TEXTE SOURCE:
J’aurais tant voulu qu’il me le dise à moi. C’est ce que je souhaite depuis si longtemps, et je l’entends trop tard, sur une saloperie de vidéo, quand il le dit à quelqu’un d’autre. » page 186
Son rapport à la nourriture est ce qui a inspiré ma photo. Carlos n’a qu’un seul rêve : qu’on le laisse en paix avec un bout de terre ou faire pousser des légumes. C’est simple non ? Il veut se cuisiner des ragoûts, des vrais, c’est l’ambition la plus basique qui existe, mais qui lui est refusée. Et cette faim, cette douleur si grande pour un désir si petit est sûrement ce que j’ai le plus retenu de ma lecture. Carlos nous rappelle le sens des choses qui nous semble acquis.
Dès le début, on ressent l’étau sur le personnage, ce goût de sans avenir, de bloquer, comment ça pourrait être pire ? Que peut-on retirer de plus à quelqu’un qui n’a rien ? Le livre se resserre, les passages psychologiques de Carlos sont déchirants, lourd à porter, ils m’ont ému comme jamais pour « pas-grand-chose » qui est finalement tout. Heureusement, ce roman, c’est aussi une enquête, avec des faits concrets, qui allège le récit.
« Non, c’était cette dissonance cognitive permanente, cette envie désespérée de partir, et cette trouille atroce qui m’empêchait de le faire. Avoir si peur d’échouer tout en souhaitant échouer, parce que tout s’arrêterait enfin. Entendre sans arrêt que j’avais de la chance alors qu’on me traitait comme un objet. Je n’avais aucune idée du visage que prendrait mon avenir. » page 169.

DONNÉES FOURNIES:

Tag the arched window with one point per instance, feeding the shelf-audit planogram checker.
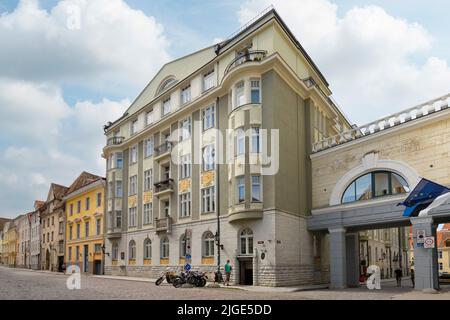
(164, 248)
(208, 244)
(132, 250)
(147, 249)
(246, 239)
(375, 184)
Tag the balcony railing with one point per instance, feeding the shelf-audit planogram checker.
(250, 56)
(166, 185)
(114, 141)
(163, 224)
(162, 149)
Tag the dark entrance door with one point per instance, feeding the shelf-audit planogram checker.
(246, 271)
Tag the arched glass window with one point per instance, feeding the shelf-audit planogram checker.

--

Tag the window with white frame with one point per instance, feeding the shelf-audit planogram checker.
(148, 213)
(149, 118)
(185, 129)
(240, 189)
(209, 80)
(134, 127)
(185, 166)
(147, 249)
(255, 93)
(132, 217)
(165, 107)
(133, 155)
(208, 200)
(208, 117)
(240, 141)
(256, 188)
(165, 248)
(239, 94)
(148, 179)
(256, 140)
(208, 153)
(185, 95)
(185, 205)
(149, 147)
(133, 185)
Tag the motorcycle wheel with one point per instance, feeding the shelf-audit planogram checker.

CONSIGNE:
Recopiez intégralement le texte source, sans la moindre modification.

SOLUTION ATTENDUE:
J’aurais tant voulu qu’il me le dise à moi. C’est ce que je souhaite depuis si longtemps, et je l’entends trop tard, sur une saloperie de vidéo, quand il le dit à quelqu’un d’autre. » page 186
Son rapport à la nourriture est ce qui a inspiré ma photo. Carlos n’a qu’un seul rêve : qu’on le laisse en paix avec un bout de terre ou faire pousser des légumes. C’est simple non ? Il veut se cuisiner des ragoûts, des vrais, c’est l’ambition la plus basique qui existe, mais qui lui est refusée. Et cette faim, cette douleur si grande pour un désir si petit est sûrement ce que j’ai le plus retenu de ma lecture. Carlos nous rappelle le sens des choses qui nous semble acquis.
Dès le début, on ressent l’étau sur le personnage, ce goût de sans avenir, de bloquer, comment ça pourrait être pire ? Que peut-on retirer de plus à quelqu’un qui n’a rien ? Le livre se resserre, les passages psychologiques de Carlos sont déchirants, lourd à porter, ils m’ont ému comme jamais pour « pas-grand-chose » qui est finalement tout. Heureusement, ce roman, c’est aussi une enquête, avec des faits concrets, qui allège le récit.
« Non, c’était cette dissonance cognitive permanente, cette envie désespérée de partir, et cette trouille atroce qui m’empêchait de le faire. Avoir si peur d’échouer tout en souhaitant échouer, parce que tout s’arrêterait enfin. Entendre sans arrêt que j’avais de la chance alors qu’on me traitait comme un objet. Je n’avais aucune idée du visage que prendrait mon avenir. » page 169.